-- Aim of the exercise --
Verbatim, and with nothing else, reproduce the data below from its first line through the line containing "pixel 1407 815".

-- Material for this exercise --
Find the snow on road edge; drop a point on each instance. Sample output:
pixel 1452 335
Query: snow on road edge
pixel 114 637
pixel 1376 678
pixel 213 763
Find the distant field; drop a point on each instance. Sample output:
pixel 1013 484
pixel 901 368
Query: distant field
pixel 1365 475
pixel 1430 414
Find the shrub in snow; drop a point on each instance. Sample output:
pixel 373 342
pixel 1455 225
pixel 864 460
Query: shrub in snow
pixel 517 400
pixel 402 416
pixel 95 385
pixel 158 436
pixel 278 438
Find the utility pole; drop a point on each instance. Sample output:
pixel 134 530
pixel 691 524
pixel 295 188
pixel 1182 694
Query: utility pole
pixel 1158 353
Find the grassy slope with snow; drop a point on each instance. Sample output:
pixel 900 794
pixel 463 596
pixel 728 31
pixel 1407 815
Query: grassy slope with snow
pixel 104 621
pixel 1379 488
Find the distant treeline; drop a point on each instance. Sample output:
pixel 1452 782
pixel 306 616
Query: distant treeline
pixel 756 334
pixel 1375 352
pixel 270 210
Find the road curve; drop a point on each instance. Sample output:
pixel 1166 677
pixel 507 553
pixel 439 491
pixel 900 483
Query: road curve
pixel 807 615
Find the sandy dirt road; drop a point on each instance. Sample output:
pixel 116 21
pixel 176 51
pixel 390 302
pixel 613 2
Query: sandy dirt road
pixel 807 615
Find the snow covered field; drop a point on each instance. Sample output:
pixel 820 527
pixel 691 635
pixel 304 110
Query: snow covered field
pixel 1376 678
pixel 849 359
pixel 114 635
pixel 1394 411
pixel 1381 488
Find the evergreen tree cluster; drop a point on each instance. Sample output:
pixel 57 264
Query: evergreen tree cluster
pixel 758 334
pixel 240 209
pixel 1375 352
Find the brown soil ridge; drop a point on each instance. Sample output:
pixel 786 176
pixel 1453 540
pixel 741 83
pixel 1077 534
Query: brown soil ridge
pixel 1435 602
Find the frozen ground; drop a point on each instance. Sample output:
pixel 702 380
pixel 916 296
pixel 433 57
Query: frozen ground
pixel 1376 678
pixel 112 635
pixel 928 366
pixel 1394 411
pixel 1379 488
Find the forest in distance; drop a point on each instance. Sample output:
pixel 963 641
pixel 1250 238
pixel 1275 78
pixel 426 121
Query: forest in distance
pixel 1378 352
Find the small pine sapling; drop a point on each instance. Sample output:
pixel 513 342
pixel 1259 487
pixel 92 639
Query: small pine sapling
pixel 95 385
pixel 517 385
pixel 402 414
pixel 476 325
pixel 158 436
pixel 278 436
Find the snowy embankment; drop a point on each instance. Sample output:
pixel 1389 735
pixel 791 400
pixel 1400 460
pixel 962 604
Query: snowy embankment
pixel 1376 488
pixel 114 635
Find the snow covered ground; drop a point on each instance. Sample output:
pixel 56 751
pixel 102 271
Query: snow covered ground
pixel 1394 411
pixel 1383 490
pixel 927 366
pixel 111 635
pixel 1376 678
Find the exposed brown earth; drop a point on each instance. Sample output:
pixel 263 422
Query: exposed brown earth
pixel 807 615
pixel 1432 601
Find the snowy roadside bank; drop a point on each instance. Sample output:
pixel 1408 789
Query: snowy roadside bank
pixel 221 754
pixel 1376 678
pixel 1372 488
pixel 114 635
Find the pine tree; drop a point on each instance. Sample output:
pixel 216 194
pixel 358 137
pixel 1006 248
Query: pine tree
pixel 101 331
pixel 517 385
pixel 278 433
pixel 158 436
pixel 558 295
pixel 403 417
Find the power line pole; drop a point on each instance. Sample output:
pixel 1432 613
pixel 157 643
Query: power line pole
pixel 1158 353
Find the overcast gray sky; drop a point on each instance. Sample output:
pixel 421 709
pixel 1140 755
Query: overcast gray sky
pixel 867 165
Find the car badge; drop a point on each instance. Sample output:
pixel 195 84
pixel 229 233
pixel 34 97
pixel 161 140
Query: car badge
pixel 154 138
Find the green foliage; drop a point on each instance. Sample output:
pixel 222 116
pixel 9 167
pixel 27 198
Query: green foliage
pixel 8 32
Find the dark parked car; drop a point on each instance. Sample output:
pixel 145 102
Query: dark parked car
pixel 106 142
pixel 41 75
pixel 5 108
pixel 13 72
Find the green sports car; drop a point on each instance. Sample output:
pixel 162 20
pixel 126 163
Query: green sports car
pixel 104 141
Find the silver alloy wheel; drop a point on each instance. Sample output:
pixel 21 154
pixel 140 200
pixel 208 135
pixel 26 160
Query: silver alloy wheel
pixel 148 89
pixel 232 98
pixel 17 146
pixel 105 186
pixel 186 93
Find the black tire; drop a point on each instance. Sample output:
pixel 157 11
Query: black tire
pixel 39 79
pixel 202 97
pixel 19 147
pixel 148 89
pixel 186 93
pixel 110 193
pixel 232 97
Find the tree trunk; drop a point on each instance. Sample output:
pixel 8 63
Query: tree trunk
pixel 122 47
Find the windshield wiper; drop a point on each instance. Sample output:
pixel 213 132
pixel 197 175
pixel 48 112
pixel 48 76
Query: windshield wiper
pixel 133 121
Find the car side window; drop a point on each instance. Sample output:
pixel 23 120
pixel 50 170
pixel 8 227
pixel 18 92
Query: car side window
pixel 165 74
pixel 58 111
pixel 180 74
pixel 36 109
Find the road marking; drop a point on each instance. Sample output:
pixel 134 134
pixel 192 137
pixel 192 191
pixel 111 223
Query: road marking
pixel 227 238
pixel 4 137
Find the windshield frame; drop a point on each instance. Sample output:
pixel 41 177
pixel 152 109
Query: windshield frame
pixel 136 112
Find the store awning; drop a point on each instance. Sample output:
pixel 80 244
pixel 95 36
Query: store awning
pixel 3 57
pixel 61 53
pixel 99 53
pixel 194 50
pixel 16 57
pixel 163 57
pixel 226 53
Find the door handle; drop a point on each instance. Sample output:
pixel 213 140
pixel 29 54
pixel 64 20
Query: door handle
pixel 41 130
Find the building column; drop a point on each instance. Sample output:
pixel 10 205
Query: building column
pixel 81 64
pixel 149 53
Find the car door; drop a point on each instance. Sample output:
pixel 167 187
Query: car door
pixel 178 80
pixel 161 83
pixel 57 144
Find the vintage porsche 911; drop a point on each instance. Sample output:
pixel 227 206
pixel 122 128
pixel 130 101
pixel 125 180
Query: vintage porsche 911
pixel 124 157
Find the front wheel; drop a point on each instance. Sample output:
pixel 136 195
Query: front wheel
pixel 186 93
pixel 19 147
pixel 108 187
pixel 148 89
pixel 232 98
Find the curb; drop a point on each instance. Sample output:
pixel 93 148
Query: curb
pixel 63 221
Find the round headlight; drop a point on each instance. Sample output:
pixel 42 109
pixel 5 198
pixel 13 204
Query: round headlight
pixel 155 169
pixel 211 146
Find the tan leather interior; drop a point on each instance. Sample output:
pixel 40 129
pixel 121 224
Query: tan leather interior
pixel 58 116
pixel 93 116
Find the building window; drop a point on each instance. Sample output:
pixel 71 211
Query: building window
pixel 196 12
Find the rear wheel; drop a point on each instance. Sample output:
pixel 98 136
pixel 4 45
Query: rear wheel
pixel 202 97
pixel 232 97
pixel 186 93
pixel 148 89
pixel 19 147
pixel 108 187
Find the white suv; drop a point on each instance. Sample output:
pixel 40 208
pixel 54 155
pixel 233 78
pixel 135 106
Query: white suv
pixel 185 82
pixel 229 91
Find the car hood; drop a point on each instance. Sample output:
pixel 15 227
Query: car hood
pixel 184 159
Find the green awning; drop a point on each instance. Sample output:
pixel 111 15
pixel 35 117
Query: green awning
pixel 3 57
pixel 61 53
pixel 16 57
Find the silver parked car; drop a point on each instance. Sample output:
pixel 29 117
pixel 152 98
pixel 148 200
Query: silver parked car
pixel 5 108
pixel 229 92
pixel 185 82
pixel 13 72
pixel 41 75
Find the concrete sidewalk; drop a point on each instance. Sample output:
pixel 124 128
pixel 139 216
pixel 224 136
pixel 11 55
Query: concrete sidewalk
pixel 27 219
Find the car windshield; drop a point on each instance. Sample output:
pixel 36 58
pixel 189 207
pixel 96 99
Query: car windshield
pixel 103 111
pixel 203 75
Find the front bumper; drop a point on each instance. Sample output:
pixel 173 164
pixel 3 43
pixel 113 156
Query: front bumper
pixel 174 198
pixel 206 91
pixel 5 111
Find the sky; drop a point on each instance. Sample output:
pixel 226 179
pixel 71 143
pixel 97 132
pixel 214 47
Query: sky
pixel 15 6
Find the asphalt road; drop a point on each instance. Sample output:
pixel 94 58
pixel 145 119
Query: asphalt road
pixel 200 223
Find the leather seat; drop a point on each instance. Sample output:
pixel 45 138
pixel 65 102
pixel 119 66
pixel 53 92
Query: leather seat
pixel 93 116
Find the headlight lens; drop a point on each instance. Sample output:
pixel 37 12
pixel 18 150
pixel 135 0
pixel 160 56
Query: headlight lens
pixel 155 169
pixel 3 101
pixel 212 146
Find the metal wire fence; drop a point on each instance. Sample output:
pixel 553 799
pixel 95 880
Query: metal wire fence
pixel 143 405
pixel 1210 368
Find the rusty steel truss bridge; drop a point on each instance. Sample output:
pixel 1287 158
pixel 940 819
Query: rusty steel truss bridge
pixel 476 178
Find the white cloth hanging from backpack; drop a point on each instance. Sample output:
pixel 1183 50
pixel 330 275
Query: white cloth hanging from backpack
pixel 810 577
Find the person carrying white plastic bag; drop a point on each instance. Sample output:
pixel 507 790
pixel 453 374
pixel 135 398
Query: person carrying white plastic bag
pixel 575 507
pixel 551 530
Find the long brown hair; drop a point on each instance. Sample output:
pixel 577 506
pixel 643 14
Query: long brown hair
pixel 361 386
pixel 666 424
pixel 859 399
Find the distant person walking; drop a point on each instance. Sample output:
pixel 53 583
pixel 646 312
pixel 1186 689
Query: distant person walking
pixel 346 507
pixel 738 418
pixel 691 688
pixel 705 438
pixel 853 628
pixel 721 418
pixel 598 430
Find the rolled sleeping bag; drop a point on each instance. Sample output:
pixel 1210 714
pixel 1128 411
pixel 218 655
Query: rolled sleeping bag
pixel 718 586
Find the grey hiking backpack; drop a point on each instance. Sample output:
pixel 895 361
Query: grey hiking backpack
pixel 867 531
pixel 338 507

-- Response to the task --
Find the snow on road edge; drop a point on each instance. Sample output:
pixel 1452 335
Query: snow on road edge
pixel 114 637
pixel 1376 678
pixel 213 763
Find the distant field; drop a point on each instance. Sample output:
pixel 1013 484
pixel 901 368
Query: distant field
pixel 1365 475
pixel 1430 414
Find the shrub in snow; drop a point on each instance. Sample output:
pixel 373 342
pixel 1455 225
pixel 864 460
Query: shrub in snow
pixel 517 400
pixel 402 416
pixel 95 385
pixel 158 436
pixel 278 438
Find the utility pole; drop a point on each instance. Sample output:
pixel 134 530
pixel 691 524
pixel 295 188
pixel 1182 694
Query: utility pole
pixel 1158 353
Find the grassy slope with snow; drop a point on each instance. Sample output:
pixel 900 794
pixel 463 596
pixel 728 31
pixel 1407 815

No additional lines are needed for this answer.